(Entries from an annotation dataset)
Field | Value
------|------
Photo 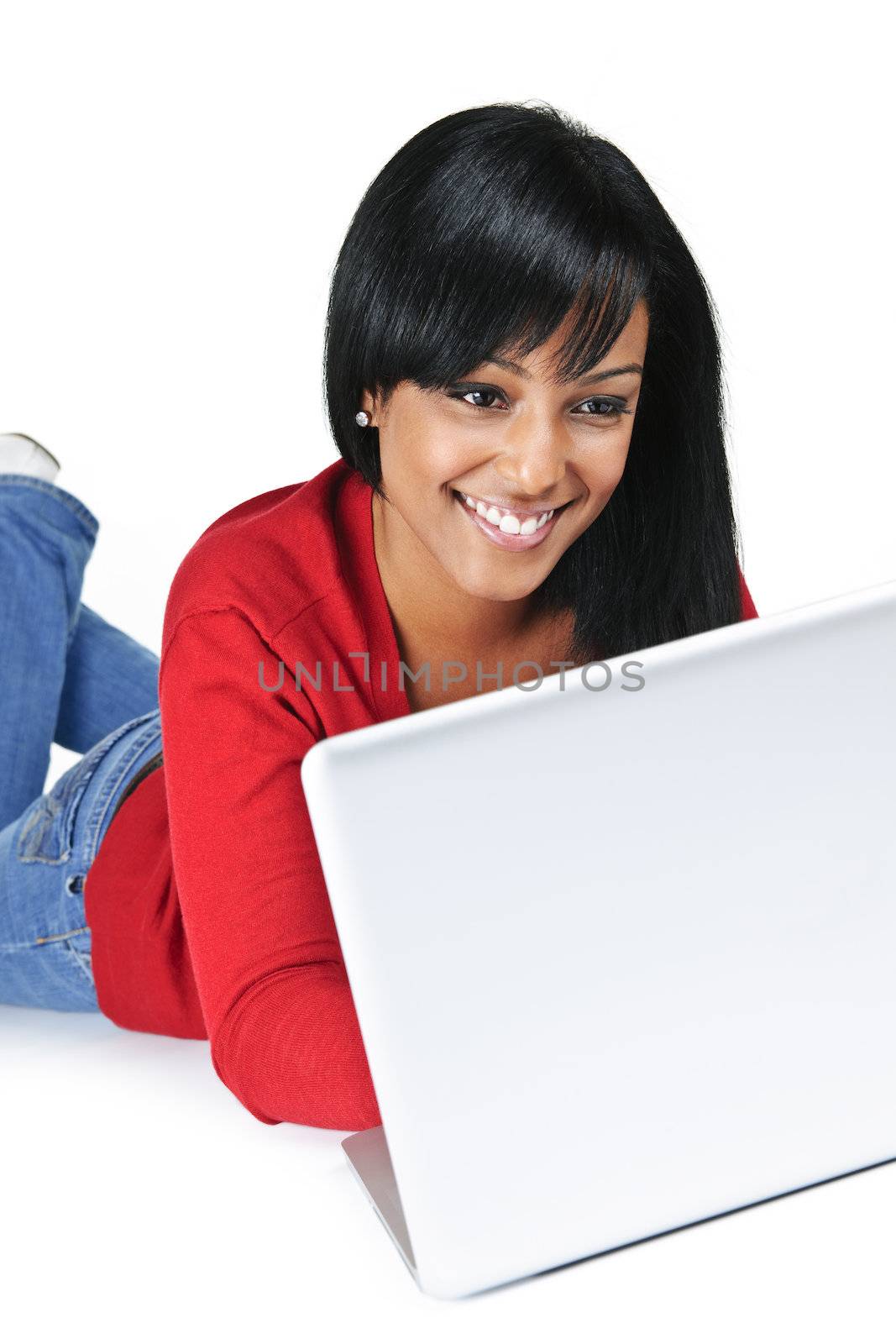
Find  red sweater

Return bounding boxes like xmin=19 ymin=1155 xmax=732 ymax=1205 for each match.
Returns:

## [WRITTEN TASK]
Please convert every line of the records above into a JSON list of strings, one string per line, with blank lines omitted. Leave the pictures out of your answer.

## [EXERCISE RESPONSE]
[
  "Field | Value",
  "------|------",
  "Photo ",
  "Find  red sweater",
  "Return bounding boxes like xmin=19 ymin=1155 xmax=732 ymax=1205 for each match.",
  "Returns:"
]